Input for this task:

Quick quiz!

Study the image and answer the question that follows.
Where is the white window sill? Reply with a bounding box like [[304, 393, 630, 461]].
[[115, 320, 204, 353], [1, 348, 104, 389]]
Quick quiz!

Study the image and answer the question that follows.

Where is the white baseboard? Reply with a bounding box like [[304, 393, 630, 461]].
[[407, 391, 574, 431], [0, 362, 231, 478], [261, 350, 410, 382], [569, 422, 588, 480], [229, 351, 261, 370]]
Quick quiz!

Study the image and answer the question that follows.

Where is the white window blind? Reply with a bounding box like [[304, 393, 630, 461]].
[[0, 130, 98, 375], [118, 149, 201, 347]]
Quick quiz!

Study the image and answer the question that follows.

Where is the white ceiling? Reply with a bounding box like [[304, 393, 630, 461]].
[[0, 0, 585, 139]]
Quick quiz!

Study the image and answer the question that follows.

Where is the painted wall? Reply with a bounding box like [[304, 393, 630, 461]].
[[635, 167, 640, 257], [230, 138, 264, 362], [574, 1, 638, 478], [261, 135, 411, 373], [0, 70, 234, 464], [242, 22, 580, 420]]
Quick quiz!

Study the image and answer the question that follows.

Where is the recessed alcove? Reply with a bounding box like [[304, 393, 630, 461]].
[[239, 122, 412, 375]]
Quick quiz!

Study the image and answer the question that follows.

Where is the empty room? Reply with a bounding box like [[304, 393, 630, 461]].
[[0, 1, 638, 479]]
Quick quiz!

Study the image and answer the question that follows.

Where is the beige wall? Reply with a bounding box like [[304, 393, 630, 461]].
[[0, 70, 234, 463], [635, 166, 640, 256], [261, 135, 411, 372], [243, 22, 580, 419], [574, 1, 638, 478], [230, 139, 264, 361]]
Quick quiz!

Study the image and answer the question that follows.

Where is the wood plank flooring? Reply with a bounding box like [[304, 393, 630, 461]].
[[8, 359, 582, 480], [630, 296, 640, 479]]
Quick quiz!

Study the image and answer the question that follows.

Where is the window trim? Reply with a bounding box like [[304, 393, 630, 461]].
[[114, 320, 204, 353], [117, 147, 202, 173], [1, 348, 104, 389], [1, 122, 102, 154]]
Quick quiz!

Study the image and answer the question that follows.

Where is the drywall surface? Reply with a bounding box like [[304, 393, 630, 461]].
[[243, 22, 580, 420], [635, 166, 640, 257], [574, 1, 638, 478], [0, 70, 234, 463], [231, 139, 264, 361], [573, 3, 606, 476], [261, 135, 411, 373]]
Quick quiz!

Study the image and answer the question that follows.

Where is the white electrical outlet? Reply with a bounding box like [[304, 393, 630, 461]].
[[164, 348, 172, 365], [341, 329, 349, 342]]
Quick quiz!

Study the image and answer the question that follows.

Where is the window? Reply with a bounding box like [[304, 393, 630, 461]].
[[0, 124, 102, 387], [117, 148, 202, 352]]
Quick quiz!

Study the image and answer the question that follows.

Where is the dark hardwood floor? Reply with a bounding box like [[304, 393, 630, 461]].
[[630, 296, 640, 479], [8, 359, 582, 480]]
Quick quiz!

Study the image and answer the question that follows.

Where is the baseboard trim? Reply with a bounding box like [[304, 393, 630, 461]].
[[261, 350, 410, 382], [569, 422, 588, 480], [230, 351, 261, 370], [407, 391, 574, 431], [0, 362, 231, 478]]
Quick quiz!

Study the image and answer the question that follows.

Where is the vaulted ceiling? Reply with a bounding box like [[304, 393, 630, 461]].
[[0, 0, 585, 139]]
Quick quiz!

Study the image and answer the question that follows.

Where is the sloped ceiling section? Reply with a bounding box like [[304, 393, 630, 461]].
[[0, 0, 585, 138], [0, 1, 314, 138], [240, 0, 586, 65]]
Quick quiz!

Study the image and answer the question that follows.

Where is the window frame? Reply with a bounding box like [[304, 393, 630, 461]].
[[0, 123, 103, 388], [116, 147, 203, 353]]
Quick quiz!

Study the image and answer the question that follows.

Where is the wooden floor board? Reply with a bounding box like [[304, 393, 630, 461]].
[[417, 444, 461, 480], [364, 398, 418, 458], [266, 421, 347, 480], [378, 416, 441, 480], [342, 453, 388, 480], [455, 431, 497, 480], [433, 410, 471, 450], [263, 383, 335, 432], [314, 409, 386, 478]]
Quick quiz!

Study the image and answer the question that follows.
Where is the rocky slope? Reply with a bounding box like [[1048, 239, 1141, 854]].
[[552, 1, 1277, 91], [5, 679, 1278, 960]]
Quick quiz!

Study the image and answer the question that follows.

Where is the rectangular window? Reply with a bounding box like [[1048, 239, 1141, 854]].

About this exercise: Return the listing in full, matching each word exactly.

Response to this exercise:
Quick quiz!

Study the image and answer the question that follows.
Where is the white window sill? Reply with a bounding box like [[304, 393, 630, 461]].
[[115, 320, 204, 353], [1, 348, 104, 389]]
Quick quiz!

Study the image and answer the question that follows.

Where is the white baseboard? Reply with a bounding box like [[304, 393, 630, 461]].
[[407, 391, 574, 431], [0, 362, 231, 478], [261, 350, 410, 382], [569, 422, 588, 480], [229, 351, 261, 370]]
Quick quiz!

Study the image and answer the question that follows.

Where is the white window blind? Reply with a bounding box like [[304, 393, 630, 461]].
[[0, 130, 98, 375], [118, 149, 201, 347]]
Quick quiz!

Study the image and answer the question that follows.

Where is the white ceiling? Reply with a bounding box like [[304, 393, 630, 461]].
[[0, 0, 585, 139]]
Quick quiz!

Study the image and answer the question that follows.

Where is the painted wall? Reply with a bounding box like [[304, 393, 630, 461]].
[[635, 167, 640, 257], [230, 138, 264, 362], [574, 1, 638, 478], [261, 135, 411, 373], [0, 70, 234, 464], [242, 22, 580, 420]]
Quick quiz!

Study the image and answer the question that follows.

Where is the recessed alcove? Reply with a bounding box like [[304, 393, 630, 461]].
[[239, 122, 412, 375]]
Quick quiz!

Study the image and answer the question that follows.

Where is the empty room? Reply with a bounding box like [[304, 393, 630, 461]].
[[0, 1, 638, 479]]
Quick quiz!

Study the image and answer the question that follows.

Where is the beige wall? Reply with a bounding box like [[304, 393, 630, 461]].
[[0, 70, 234, 463], [635, 166, 640, 256], [261, 135, 411, 372], [243, 22, 580, 419], [574, 1, 638, 478], [230, 139, 264, 361]]
Quick quiz!

Study the image and answer the question that follows.

Where is the wood plank flooring? Reply with a bounding box like [[304, 393, 630, 461]].
[[8, 359, 582, 480], [630, 296, 640, 479]]
Quick quiz!

Study the image and answer the question that follows.

Where is the window trim? Reply with a bounding box like [[304, 393, 630, 461]].
[[114, 320, 204, 353], [117, 147, 202, 173], [1, 348, 104, 389], [1, 122, 102, 154]]
Quick quiz!

Study the image and answer the question that follows.

Where is the drywall surface? Reply with a bounding box like [[304, 393, 630, 461]].
[[243, 22, 580, 420], [635, 166, 640, 257], [574, 1, 638, 478], [0, 70, 234, 463], [231, 139, 264, 361], [573, 3, 606, 476], [261, 135, 411, 373]]
Quick quiz!

Study the image and answer the question that follows.

Where is the white electrical outlet? Reply with a bounding box like [[304, 393, 630, 461]].
[[164, 348, 172, 365], [341, 329, 349, 342]]
Quick quiz!

Study the image and answer the question that follows.

Where is the window? Reply with a bounding box like [[304, 393, 630, 461]].
[[0, 124, 102, 387], [117, 148, 202, 352]]
Quick quiz!

Study the image and answer the question that follows.

Where is the dark hardwood floor? Reply with a bounding box like [[304, 393, 630, 461]].
[[630, 296, 640, 479], [8, 359, 582, 480]]
Quick quiz!

Study the image and answer the question that follows.

Where is the baseboard trim? Reply with a bounding box like [[304, 393, 630, 461]].
[[261, 350, 410, 382], [569, 422, 588, 480], [230, 351, 261, 370], [407, 391, 574, 431], [0, 362, 231, 478]]
Quick quiz!

Study the image and answer the question that follows.

Where is the vaulted ceiling? Reply with a bounding box like [[304, 393, 630, 461]].
[[0, 0, 585, 139]]
Quick quiz!

Study the image and answer the question that follows.

Where is the sloped ceiling section? Reply with a bounding box like [[304, 393, 630, 461]].
[[0, 0, 585, 138], [0, 1, 314, 138], [240, 0, 586, 65]]
Quick quiz!

Study the image and answer the question that follows.

Where is the window frame? Reply with a bounding box like [[304, 393, 630, 461]].
[[0, 123, 103, 388], [116, 147, 203, 353]]
Quick quiz!

Study the image and answer the question that follows.

Where is the wooden floor board? Reply with a bounding box like [[304, 393, 630, 461]].
[[417, 444, 461, 480], [364, 398, 418, 458], [266, 421, 347, 480], [378, 416, 441, 480], [342, 453, 388, 480], [455, 431, 497, 480], [433, 410, 471, 450], [263, 383, 335, 432], [314, 409, 386, 478]]
Quick quiz!

Study the image and answer the question that follows.
Where is the rocky slope? Reply with a bounding box like [[1048, 239, 1141, 854]].
[[552, 1, 1277, 91], [5, 679, 1278, 960]]
Quick quiz!

Study the image and answer the question that follows.

Where is the rectangular window? Reply with a bounding box like [[1048, 239, 1141, 854]].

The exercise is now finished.